▸ GOAL OF THE EXERCISE:
The answer should be an exact repeat of the stretch of material below from the line containing "Could you point to the metal" through the line containing "Could you point to the dark".
-------- TASK INPUT
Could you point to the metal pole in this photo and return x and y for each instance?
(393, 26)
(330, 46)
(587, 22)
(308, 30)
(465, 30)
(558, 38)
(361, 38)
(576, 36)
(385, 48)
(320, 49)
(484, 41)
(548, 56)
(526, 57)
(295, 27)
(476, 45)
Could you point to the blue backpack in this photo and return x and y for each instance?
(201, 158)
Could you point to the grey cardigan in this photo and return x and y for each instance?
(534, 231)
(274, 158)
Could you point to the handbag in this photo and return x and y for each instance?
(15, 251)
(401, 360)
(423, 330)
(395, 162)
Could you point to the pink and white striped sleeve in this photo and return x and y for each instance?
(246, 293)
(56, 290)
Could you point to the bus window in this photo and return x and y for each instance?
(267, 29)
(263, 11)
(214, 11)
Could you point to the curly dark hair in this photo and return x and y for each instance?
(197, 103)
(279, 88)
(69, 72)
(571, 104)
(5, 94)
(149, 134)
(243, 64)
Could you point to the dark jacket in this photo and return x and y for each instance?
----------------
-------- TASK INPUT
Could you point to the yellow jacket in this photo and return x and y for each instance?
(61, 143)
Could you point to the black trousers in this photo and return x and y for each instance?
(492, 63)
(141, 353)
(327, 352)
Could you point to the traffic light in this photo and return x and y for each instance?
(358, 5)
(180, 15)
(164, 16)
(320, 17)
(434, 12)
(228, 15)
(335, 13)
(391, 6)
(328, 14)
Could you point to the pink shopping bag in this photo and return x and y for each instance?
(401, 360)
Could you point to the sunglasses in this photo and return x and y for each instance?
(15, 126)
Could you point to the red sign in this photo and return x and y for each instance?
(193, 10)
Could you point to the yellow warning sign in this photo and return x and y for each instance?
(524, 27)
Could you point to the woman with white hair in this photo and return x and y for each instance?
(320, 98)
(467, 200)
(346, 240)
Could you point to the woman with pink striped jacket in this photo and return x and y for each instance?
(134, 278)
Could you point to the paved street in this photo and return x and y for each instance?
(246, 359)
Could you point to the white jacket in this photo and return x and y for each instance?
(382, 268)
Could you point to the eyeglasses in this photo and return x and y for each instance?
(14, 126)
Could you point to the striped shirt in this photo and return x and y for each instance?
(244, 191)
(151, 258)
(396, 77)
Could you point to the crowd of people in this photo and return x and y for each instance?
----------------
-------- TASK INPUT
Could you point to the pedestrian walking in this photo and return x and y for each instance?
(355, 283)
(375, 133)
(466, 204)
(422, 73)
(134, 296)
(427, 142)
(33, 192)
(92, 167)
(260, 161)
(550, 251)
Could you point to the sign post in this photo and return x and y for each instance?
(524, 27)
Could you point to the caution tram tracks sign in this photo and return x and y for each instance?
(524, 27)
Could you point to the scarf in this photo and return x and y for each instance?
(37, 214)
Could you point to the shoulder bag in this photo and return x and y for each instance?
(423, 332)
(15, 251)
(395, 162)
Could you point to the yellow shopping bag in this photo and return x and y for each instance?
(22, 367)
----------------
▸ ANSWER FOR THE TASK:
Could you point to the metal pole in this photo and return x and y for each instance?
(393, 26)
(330, 46)
(587, 22)
(308, 30)
(465, 30)
(558, 38)
(361, 38)
(576, 36)
(385, 48)
(320, 49)
(484, 41)
(548, 56)
(526, 57)
(295, 27)
(476, 45)
Could you point to the blue backpack in this photo and return x and y for each instance?
(201, 158)
Could you point to the grey cardigan in this photo and return x and y for each instance?
(534, 231)
(274, 158)
Could you point to the handbag in this photo and return x and y for each instance?
(15, 251)
(401, 360)
(423, 330)
(395, 162)
Could you point to the pink and white striped sleeve in this photo and return x and y for each instance?
(246, 293)
(56, 290)
Could you point to the bus window in this photo and return x and y for each instance?
(267, 29)
(263, 11)
(214, 11)
Could you point to the curly dark hair in this photo and return x and y for each instance?
(197, 103)
(279, 88)
(69, 72)
(571, 104)
(5, 94)
(149, 134)
(243, 64)
Could you point to the dark jacket in this photo and return x and y for each instance?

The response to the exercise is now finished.